Task statement:
Everything from the line containing "Target: bicycle frame" to the final line of the records below should be given again exactly, and nothing else.

(Collection entries)
○ ○ ○ ○ ○

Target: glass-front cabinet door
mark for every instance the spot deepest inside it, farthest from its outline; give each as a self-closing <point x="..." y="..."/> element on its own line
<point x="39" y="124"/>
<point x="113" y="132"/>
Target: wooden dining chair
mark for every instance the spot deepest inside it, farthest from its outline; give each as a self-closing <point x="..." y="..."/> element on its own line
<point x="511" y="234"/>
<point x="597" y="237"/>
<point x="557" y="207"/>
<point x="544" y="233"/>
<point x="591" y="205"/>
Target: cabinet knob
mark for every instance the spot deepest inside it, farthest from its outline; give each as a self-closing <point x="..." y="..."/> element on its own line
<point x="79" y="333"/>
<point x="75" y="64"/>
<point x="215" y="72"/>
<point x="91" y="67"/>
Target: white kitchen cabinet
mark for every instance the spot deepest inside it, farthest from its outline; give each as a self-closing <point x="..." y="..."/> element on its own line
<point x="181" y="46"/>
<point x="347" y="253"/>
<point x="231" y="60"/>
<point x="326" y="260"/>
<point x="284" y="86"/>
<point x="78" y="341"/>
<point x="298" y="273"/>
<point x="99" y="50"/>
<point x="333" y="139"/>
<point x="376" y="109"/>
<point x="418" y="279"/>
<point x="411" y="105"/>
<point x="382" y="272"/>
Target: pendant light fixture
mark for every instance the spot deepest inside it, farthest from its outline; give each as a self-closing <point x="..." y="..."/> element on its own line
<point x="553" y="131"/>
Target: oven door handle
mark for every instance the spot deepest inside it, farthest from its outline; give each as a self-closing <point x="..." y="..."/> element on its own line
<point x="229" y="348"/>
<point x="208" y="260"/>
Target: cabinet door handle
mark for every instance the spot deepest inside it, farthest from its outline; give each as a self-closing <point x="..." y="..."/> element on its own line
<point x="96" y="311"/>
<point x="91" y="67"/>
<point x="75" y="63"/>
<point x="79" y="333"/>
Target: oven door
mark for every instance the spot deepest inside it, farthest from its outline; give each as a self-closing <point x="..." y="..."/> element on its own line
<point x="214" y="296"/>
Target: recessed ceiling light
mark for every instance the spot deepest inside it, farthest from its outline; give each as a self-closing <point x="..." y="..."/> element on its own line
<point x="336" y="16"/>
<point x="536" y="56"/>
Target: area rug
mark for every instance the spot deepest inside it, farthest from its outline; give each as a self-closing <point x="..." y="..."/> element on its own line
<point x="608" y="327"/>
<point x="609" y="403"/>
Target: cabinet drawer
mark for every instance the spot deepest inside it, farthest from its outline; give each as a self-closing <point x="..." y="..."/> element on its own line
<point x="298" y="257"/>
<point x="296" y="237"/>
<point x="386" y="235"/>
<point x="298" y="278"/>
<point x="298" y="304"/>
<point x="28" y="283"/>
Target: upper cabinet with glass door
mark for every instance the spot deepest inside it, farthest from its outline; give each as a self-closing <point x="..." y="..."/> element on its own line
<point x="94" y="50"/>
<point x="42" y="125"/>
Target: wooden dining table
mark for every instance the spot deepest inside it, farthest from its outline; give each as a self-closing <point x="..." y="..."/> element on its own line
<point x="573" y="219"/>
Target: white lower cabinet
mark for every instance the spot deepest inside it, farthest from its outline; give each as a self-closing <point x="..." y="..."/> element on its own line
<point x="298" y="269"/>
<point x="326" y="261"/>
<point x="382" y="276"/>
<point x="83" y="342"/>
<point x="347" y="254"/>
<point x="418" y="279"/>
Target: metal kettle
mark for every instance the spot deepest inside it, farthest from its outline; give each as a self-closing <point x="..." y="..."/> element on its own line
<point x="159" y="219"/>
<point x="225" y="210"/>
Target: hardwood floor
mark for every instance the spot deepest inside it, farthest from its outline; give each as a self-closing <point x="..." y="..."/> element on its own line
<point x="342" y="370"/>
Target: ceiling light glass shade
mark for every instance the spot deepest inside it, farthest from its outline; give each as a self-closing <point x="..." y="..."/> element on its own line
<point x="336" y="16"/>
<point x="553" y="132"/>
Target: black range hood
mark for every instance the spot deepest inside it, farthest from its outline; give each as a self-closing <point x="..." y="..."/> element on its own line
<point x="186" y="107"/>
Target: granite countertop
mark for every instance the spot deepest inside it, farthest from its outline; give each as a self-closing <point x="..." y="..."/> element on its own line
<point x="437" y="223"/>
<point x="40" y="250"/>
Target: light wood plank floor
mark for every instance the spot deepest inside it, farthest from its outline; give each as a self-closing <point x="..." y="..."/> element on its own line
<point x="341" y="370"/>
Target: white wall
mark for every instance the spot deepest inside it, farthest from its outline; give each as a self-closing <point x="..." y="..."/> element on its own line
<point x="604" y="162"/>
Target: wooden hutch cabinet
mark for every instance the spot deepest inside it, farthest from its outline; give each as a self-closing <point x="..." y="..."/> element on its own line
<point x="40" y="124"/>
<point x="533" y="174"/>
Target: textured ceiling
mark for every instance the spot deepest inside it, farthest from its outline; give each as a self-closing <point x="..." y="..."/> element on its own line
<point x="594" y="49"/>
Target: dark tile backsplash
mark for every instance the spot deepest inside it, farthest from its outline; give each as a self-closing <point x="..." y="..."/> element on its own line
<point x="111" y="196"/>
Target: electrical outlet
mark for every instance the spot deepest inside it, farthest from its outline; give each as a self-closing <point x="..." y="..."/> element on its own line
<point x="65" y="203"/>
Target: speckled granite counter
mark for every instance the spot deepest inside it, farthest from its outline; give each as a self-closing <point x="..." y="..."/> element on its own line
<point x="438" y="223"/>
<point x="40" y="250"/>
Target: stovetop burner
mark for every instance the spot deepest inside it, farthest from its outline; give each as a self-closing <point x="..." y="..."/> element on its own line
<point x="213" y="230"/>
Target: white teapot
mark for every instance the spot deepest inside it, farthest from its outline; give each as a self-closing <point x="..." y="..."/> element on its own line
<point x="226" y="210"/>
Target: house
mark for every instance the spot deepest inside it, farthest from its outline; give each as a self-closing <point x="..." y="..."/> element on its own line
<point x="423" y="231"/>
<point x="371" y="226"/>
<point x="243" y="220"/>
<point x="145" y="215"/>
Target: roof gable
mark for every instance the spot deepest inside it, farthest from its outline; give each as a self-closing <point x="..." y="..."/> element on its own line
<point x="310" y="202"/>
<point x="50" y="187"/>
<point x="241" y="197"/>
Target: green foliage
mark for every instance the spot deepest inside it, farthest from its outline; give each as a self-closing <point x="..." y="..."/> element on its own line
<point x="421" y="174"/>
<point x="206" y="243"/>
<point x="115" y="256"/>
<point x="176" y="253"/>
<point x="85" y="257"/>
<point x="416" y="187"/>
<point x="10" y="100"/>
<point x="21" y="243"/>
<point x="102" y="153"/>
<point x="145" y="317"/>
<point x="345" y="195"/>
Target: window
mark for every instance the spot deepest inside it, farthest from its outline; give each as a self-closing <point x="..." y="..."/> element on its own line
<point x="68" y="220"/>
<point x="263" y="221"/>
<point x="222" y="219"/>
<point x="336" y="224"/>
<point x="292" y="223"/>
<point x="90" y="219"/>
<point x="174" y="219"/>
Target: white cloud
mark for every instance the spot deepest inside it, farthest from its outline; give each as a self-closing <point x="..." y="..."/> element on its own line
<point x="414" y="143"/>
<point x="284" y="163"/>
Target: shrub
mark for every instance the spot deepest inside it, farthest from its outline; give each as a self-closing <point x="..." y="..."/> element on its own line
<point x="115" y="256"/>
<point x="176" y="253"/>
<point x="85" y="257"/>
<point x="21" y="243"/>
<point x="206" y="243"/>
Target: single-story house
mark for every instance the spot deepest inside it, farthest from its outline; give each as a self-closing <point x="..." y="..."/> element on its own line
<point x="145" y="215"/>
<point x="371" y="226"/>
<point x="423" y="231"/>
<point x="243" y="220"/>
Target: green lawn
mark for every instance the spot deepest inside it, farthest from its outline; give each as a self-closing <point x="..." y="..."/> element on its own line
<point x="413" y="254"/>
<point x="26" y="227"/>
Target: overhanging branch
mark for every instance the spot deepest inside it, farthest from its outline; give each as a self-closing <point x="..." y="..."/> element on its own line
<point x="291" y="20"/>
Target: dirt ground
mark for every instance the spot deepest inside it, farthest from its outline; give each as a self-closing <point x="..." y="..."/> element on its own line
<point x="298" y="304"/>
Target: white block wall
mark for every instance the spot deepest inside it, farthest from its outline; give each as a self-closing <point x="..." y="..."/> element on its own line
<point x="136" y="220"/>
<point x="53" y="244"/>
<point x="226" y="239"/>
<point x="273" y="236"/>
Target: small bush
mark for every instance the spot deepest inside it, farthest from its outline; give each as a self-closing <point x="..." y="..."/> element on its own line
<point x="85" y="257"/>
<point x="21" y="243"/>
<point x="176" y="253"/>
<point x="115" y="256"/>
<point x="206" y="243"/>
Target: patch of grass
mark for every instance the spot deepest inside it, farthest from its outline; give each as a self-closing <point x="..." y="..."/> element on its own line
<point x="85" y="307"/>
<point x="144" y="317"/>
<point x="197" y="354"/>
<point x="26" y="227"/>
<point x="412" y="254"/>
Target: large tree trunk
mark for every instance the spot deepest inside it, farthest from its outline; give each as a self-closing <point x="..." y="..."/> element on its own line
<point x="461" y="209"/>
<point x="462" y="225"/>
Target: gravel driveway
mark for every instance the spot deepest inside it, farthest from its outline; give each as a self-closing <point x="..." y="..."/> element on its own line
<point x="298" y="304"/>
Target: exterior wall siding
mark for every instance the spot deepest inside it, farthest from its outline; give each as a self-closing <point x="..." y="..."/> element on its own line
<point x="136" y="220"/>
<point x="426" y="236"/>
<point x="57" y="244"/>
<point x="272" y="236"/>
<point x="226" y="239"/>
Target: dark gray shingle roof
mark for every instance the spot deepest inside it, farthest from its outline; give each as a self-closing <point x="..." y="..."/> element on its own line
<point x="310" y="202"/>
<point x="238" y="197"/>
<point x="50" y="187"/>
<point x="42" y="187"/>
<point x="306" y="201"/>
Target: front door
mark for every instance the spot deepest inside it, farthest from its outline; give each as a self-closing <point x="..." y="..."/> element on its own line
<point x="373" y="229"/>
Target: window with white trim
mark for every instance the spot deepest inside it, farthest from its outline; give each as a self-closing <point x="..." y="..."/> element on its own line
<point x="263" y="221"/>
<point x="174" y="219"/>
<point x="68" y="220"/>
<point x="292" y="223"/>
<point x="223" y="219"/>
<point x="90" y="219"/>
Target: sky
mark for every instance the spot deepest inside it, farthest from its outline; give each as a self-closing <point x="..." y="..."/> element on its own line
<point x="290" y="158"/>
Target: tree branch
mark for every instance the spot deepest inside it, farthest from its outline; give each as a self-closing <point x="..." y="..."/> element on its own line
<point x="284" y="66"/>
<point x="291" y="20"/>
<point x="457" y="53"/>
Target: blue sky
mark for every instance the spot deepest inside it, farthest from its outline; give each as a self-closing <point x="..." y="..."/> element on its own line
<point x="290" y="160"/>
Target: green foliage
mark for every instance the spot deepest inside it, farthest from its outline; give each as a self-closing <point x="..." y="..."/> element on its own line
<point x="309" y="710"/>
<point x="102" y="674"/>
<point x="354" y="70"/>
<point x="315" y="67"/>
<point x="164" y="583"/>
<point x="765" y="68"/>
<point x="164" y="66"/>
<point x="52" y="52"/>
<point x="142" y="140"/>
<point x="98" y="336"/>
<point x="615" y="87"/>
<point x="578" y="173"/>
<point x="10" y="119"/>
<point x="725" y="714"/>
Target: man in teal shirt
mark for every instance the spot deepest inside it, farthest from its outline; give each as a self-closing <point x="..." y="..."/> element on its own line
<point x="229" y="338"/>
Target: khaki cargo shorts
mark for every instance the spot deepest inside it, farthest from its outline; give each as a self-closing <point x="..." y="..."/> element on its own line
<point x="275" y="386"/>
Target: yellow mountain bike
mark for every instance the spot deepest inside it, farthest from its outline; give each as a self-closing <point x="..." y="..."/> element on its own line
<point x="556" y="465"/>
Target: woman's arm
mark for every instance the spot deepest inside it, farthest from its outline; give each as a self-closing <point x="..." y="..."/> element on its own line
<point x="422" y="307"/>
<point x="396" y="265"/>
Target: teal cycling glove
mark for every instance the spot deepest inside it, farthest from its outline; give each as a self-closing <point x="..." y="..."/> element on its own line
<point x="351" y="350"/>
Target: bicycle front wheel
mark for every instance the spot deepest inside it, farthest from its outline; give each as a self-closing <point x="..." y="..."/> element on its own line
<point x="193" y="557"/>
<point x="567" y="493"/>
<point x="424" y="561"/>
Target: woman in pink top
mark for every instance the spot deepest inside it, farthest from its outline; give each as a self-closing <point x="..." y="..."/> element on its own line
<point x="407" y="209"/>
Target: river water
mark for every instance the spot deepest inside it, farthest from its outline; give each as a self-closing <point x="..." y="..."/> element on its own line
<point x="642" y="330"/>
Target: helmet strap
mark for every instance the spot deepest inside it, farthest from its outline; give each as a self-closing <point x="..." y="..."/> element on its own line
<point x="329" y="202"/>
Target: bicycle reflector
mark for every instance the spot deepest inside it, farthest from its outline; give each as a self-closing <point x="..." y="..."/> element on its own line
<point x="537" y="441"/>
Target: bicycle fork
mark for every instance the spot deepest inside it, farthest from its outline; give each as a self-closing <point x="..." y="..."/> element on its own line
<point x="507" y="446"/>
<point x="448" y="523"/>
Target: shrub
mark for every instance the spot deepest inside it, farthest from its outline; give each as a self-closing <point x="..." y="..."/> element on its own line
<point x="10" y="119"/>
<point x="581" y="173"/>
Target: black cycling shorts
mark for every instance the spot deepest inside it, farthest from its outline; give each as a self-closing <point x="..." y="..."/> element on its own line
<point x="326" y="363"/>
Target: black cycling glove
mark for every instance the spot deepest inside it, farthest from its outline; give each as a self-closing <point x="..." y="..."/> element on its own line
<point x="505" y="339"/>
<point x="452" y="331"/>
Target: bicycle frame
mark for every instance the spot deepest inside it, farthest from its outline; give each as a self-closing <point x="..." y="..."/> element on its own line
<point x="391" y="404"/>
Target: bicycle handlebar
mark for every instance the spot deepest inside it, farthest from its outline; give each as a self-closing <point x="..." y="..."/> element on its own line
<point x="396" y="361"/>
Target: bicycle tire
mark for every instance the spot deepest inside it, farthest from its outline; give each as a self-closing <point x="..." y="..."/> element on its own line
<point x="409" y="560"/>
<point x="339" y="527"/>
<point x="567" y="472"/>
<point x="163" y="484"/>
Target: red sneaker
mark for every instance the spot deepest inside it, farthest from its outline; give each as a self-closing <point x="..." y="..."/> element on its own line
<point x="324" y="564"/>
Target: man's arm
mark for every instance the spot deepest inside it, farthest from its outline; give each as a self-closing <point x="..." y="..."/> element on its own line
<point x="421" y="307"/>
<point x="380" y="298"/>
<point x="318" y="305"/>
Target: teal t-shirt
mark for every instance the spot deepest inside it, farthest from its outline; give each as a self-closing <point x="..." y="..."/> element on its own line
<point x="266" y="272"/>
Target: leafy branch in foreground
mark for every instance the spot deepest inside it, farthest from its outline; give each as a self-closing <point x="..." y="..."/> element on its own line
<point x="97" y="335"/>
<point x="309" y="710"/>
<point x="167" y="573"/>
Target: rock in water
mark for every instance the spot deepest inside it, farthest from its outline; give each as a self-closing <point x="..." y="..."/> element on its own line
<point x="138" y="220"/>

○ ○ ○ ○ ○

Reply:
Target: bicycle frame
mark for every instance the spot deepest inside it, farthest from its outline; give each as a self-closing <point x="..." y="..."/> element on its own line
<point x="391" y="404"/>
Target: bicycle handlebar
mark for every instance the spot deepest inside it, farthest from its outline; give each as a self-closing <point x="..." y="..."/> element on its own line
<point x="396" y="361"/>
Target: bicycle tire
mark for every instance the spot deepest inside it, farthest from its outline; give each as a self-closing <point x="..." y="..."/> element on its own line
<point x="409" y="560"/>
<point x="339" y="527"/>
<point x="567" y="472"/>
<point x="163" y="484"/>
Target: red sneaker
mark for every instance the spot deepest inside it, farthest from its outline; give each as a self-closing <point x="..." y="..."/> element on its own line
<point x="324" y="564"/>
Target: man's arm
mark for every instance the spot deepest inside it, farthest from its outline; give each as a self-closing <point x="..." y="..."/> element on its own line
<point x="421" y="307"/>
<point x="380" y="298"/>
<point x="318" y="305"/>
Target: teal t-shirt
mark for every instance the spot deepest inside it, farthest from its outline; give each as a self-closing <point x="..." y="..."/> element on its own line
<point x="266" y="272"/>
Target: leafy branch in foreground
mark for every instance the spot deepest inside it, farthest from its outline; give each as a self-closing <point x="..." y="..."/> element on its own line
<point x="97" y="335"/>
<point x="309" y="710"/>
<point x="167" y="573"/>
Target: rock in water
mark for every instance the spot deepest inside it, farthest from its outline; give each as a self-closing <point x="..." y="..."/> element on its own line
<point x="138" y="220"/>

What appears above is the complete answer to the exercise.